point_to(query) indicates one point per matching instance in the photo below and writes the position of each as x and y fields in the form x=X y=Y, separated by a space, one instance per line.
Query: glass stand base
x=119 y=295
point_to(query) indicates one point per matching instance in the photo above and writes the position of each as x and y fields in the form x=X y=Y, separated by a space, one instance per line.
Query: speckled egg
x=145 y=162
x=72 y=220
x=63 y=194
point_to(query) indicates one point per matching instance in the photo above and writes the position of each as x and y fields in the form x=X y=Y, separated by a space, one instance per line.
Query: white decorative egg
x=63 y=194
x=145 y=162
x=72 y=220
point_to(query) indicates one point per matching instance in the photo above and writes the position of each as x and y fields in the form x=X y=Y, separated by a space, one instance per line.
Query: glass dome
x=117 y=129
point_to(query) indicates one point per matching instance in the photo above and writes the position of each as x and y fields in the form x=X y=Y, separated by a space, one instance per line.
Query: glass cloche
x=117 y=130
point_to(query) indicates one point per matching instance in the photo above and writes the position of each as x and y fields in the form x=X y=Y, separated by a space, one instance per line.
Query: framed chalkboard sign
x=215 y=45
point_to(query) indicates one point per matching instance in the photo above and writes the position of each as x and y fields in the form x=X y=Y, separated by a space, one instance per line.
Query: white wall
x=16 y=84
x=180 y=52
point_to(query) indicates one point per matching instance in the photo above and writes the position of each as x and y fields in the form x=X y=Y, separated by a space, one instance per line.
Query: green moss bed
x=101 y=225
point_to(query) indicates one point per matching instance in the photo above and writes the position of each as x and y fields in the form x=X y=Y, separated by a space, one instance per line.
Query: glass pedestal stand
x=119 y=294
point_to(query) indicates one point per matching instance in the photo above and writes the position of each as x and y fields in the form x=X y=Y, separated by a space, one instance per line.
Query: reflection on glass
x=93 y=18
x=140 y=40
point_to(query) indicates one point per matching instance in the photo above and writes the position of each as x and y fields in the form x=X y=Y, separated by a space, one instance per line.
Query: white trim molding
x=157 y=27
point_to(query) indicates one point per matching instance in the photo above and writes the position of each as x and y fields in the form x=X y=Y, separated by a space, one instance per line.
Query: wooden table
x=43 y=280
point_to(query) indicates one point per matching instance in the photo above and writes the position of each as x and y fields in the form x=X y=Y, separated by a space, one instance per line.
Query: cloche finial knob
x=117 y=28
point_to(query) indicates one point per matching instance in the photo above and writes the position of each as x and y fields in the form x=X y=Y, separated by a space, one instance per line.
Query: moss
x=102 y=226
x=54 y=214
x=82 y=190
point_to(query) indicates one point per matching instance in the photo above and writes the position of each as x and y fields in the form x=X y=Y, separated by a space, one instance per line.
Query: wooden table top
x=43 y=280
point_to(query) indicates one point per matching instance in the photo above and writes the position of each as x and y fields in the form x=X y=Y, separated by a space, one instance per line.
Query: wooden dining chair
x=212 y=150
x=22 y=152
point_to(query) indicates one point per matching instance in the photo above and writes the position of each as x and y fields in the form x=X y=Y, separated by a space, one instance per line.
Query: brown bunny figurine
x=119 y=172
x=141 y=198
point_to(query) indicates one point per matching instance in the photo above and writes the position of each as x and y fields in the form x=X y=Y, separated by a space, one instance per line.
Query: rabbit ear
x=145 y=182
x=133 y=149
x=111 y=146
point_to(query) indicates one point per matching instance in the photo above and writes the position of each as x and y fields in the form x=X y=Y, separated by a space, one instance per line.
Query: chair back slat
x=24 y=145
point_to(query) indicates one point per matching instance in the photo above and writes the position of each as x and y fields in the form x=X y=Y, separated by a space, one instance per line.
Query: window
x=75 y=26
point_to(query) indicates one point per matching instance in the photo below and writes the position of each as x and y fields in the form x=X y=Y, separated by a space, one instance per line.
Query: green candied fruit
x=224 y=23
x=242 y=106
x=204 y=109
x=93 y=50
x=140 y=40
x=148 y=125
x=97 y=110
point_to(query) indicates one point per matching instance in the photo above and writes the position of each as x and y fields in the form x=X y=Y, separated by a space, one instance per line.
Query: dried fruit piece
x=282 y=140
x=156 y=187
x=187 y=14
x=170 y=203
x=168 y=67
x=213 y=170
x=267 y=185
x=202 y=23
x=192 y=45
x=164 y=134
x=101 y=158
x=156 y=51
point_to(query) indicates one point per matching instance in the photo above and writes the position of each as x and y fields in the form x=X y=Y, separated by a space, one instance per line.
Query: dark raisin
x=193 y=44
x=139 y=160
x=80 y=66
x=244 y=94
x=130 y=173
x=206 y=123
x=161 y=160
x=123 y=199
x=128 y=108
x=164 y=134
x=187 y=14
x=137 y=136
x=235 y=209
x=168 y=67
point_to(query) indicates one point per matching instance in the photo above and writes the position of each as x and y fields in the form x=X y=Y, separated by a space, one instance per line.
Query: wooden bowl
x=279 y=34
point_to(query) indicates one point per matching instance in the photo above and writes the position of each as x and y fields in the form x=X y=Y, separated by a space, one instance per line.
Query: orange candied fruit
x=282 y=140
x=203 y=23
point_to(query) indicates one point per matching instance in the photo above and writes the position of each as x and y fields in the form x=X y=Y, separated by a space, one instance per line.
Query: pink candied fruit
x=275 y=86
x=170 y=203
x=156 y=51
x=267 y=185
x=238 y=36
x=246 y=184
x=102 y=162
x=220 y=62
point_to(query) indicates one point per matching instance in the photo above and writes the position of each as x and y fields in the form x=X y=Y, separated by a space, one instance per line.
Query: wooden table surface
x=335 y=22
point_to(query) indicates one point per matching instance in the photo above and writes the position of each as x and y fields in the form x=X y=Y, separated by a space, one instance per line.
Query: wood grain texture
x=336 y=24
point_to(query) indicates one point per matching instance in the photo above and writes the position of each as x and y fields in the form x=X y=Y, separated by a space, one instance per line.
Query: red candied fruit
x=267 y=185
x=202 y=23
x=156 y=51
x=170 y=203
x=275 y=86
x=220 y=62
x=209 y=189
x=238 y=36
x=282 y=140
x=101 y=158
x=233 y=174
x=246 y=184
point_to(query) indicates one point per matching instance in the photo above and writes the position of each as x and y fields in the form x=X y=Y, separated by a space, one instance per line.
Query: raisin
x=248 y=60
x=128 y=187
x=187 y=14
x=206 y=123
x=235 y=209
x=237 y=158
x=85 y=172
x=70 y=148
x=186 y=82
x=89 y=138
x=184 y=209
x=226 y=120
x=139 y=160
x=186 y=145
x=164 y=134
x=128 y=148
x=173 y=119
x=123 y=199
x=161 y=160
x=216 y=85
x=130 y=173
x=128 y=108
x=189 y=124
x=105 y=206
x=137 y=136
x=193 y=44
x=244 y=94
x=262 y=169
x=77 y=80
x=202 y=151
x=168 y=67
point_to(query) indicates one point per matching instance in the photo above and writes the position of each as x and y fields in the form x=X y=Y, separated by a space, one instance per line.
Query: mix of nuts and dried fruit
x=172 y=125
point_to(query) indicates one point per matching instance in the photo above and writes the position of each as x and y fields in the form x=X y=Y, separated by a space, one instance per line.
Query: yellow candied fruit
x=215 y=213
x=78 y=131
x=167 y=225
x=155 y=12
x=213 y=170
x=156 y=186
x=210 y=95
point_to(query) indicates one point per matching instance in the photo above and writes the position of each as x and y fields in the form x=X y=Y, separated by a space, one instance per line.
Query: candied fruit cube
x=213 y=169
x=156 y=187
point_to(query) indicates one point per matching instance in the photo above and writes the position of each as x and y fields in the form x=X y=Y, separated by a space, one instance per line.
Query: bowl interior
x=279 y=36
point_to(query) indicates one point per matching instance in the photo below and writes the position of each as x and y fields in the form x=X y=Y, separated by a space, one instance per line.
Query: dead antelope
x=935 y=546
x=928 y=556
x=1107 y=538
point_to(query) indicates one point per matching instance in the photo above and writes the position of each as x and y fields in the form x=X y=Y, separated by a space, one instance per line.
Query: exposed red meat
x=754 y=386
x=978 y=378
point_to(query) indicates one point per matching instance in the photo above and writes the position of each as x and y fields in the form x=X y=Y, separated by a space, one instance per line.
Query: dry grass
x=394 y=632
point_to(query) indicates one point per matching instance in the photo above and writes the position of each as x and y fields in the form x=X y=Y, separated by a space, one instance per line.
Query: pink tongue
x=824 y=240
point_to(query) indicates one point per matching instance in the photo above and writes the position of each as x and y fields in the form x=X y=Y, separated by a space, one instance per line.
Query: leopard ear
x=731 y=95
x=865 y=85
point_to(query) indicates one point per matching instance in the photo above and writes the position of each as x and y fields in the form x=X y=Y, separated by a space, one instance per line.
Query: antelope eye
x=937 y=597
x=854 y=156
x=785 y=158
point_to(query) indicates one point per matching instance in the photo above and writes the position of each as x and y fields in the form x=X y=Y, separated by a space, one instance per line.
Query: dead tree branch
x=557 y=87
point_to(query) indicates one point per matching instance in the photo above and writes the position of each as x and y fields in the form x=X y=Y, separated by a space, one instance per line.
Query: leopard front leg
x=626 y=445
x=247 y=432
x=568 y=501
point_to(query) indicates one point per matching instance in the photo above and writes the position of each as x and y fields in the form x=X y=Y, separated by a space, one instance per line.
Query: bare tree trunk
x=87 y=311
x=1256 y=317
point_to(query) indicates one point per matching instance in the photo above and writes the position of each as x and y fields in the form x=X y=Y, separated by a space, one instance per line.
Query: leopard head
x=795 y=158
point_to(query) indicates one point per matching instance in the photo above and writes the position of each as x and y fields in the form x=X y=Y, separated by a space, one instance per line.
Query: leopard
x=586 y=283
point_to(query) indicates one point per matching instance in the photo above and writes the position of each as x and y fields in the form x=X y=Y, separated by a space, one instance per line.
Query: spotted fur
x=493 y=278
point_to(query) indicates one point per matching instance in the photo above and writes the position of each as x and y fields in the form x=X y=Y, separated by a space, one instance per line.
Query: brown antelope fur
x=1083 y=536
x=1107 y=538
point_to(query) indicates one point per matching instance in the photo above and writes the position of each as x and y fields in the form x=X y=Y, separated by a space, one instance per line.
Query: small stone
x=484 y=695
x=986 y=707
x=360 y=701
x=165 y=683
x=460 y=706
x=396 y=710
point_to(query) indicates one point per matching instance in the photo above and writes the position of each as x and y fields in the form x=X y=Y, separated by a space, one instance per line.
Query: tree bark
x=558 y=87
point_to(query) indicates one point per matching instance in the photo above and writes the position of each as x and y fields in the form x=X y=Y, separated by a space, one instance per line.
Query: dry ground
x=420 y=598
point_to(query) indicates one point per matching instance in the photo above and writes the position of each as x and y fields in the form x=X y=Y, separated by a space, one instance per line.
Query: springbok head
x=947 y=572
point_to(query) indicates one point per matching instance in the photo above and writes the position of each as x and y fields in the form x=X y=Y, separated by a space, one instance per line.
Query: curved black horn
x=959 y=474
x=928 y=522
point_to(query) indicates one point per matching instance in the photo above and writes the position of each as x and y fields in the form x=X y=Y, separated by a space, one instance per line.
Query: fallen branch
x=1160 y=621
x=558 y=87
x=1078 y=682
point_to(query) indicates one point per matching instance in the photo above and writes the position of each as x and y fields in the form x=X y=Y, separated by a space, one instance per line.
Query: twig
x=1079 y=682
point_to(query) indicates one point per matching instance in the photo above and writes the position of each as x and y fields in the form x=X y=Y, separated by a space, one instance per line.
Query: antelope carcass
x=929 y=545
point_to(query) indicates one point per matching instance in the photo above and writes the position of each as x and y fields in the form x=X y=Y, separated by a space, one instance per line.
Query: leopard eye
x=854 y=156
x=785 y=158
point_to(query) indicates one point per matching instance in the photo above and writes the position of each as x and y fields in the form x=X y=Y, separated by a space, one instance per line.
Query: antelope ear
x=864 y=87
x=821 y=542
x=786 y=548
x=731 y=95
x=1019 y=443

## Prompt
Pick out each line in the listing above that contains the word "cloche", and copy those lines.

## Solution for this exercise
Query: glass cloche
Query: cloche finial knob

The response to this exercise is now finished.